§ **GIVEN TEXT**:
A sense of nationality had been fostered by Poland, Hungary and other parts of central and Eastern Europe. The events which led Russian armies across Europe as far as Paris left their mark on educated members of the officer class, as they experienced for themselves the Europe they had read about in Karamzin. These were men who in 1815 were returning home inspired by ideals of humanity, education and freedom. But a change had come over the Tsar, and Alexander spent the last ten years of his reign campaigning against all forms of change, reform or innovation. The response of the progressives was to form secret societies that would work in favor of change in Russia. Poets friendly with Alexander Pushkin, like Ryleyev, Bestuzhev, Kuchelbecker and others kept him in the dark about the activities of these organizations, so as not to risk incriminating him. After the death of Alexander 1 in December 1825, young officers in Petersburg staged a doomed rebellion against his successor, Nicholas I.

§ **PROBLEMS AND TASKS**:
1. Using the passage on post-1815 Russia, answer these:
(a) In what year were the inspired officers returning home?
(b) For how long did Alexander campaign against change, reform or innovation?
(c) Against whom did the young officers rebel?
2. Does the passage on post-1815 Russia support each statement? Give yes or no with the deciding words.
(a) Russian armies went as far as Paris.
(b) Pushkin's poet friends told him about the secret societies' activities.
(c) The young officers' rebellion was staged in Moscow.

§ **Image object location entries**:
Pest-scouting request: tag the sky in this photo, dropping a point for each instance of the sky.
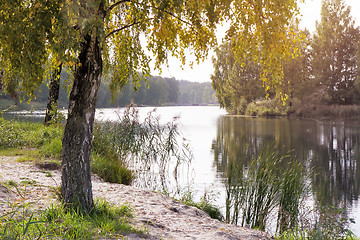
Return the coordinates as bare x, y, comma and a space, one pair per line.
310, 11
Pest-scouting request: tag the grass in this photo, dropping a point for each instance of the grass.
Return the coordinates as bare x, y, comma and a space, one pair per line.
254, 192
149, 144
204, 204
104, 221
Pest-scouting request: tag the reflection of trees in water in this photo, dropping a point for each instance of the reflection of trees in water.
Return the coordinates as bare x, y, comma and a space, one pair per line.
330, 148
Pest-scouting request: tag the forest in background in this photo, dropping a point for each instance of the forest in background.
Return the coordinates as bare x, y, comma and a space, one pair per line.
158, 91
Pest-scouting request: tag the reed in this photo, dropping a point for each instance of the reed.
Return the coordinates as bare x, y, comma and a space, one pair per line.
144, 147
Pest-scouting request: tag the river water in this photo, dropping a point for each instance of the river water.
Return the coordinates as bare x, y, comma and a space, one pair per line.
331, 148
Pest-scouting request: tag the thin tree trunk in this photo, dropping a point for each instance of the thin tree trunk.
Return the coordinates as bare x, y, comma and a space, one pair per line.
76, 179
53, 97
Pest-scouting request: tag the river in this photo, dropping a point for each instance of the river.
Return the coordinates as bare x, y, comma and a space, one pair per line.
331, 148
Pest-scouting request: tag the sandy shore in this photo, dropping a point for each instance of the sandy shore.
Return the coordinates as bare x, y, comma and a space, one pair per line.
161, 216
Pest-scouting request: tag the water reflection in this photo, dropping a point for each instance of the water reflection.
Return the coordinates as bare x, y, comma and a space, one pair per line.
330, 148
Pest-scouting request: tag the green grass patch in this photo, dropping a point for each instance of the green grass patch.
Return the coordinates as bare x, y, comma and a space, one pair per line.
204, 204
104, 221
111, 169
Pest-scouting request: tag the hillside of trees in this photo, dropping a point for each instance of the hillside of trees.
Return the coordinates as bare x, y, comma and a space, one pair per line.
158, 91
326, 71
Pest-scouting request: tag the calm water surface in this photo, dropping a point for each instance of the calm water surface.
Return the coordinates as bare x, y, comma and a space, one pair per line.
330, 147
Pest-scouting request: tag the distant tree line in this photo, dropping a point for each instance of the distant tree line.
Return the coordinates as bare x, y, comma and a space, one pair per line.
326, 71
158, 92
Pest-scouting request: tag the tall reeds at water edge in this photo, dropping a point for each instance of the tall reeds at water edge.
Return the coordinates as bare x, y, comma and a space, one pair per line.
272, 181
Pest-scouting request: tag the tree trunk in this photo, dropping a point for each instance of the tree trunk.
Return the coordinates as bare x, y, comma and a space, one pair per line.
76, 177
51, 108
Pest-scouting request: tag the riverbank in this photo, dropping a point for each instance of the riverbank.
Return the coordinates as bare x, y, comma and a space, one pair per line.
160, 216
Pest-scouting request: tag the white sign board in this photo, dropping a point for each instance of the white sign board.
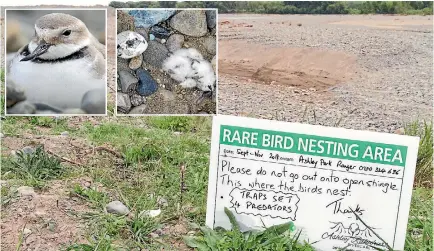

§ **OUTPUTS IN ORDER**:
1.
(a) 1815
(b) The last ten years of his reign
(c) Nicholas I

2.
(a) Yes: "led Russian armies across Europe as far as Paris"
(b) No: "kept him in the dark about the activities of these organizations"
(c) No: "young officers in Petersburg staged a doomed rebellion"